== SOURCE EXTRACT ==
# angel fish died.....wat might have caused it?



## malina93 (Nov 7, 2007)

hey my angel fish died and i dont know wat caused it to die. it was fine yesterday.  need suport


----------



## Falina (Feb 25, 2007)

Do you have any more information?

How long did you have the fish? What were your water parameters (sorry if I've asked this before in another post)? Tankmates? Tank size etc.

We'll need a bit more information before we can help you I'm afraid.

Sorry to hear about your loss.


----------



## malina93 (Nov 7, 2007)

hey again my tank is a square and it is 36 by 36 centimetres
i had 2 angel fish and they both died i've had them for 1 day.
i dont know what happened please help me feel better by telling me what might have happened. btw are angel fish fresh water fish?
thnx 4 the suport


----------



## Falina (Feb 25, 2007)

I think then, remembering your other posts, that the problem was that the tank wasn't cycled as you said you took water from your paremts tank, but everything else was new. Angels are not a very good fish to cycle with.

My advice to you is to read the post at the top of starting and maintaining a freshwater aquarium about cycling. It's a sticky right at the top so it'll be easy enough to find. Cycle tha tank properly, preferably a fishless cycle, and when this is done you can start adding fish again.

I'd advise against anymore angels because of their size. A 50g tank (yours is 12g) would be a good size for a pair of angels if you decided that's what you wanted.

When the tank is fully cycled you can add some small schooling fish, some cories, a betta etc. There are quite a lot of options. Feel free to post looking for suggestions. If you think of a fish you think you'd quite like another post wouldn't do any harm and we'd do our best to advise you whether it's suitable for your tank size, and whether it's suitable for any tankmates you plan to keep with it, but definitely fully cycle the tank before you add anymore fish, otherwise they may suffer the same fate as your angels.

== SHORT TASK A ==
Render this sentence from the forum thread about the dead angel fish in Spanish: "Angels are not a very good fish to cycle with."

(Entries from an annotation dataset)
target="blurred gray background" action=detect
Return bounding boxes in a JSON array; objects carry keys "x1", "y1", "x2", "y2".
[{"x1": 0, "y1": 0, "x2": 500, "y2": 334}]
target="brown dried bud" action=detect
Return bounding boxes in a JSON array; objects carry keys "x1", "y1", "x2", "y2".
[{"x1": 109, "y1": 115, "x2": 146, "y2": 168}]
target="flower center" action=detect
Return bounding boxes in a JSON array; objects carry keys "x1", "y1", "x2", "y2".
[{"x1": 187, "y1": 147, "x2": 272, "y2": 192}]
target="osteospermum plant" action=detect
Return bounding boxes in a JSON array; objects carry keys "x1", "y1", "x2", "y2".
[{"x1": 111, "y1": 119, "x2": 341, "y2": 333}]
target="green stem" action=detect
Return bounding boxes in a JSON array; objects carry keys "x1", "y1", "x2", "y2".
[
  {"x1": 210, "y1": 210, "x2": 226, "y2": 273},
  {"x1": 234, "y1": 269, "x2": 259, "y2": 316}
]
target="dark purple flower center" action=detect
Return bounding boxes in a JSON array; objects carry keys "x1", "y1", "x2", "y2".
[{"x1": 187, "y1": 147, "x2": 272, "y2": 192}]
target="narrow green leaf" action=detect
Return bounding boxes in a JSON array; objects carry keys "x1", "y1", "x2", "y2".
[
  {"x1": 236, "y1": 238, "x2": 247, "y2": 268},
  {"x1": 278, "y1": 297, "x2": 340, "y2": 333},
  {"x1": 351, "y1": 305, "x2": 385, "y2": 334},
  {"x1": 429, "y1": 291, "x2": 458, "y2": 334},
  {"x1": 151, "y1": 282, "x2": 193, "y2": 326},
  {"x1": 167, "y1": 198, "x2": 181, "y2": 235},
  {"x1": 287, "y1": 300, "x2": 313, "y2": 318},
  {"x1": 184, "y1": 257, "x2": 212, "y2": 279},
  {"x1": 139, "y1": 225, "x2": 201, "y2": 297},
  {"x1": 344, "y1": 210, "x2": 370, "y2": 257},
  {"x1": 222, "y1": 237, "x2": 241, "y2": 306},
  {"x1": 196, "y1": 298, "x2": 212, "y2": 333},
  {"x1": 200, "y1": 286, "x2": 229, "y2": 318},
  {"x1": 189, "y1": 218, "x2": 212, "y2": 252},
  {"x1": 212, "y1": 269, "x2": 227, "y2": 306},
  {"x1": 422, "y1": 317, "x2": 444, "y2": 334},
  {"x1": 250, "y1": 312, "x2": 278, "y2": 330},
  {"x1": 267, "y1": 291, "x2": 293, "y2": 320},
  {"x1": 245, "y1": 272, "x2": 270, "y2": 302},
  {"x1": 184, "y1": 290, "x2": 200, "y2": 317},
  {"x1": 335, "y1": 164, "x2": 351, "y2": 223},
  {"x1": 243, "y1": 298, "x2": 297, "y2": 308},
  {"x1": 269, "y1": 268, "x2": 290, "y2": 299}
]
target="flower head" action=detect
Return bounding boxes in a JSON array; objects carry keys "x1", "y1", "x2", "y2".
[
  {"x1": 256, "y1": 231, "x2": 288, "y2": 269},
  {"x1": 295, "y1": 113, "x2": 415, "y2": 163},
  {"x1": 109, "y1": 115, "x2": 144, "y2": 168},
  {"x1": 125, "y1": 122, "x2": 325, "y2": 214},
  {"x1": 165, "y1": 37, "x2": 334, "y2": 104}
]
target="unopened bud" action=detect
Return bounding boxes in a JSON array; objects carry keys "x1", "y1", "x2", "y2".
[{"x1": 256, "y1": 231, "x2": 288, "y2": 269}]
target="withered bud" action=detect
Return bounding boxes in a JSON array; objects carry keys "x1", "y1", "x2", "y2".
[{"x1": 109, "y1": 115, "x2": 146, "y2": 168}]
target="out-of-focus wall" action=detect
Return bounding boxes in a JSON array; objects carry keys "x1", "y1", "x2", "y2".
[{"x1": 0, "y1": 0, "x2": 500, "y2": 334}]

== SHORT TASK B ==
Pull out each line of the listing above that contains the string "detect". Case counts.

== WRITTEN RESPONSE A ==
Los peces ángel no son un pez muy bueno para hacer el ciclado.

== WRITTEN RESPONSE B ==
target="blurred gray background" action=detect
target="brown dried bud" action=detect
target="flower center" action=detect
target="osteospermum plant" action=detect
target="green stem" action=detect
target="dark purple flower center" action=detect
target="narrow green leaf" action=detect
target="flower head" action=detect
target="unopened bud" action=detect
target="withered bud" action=detect
target="out-of-focus wall" action=detect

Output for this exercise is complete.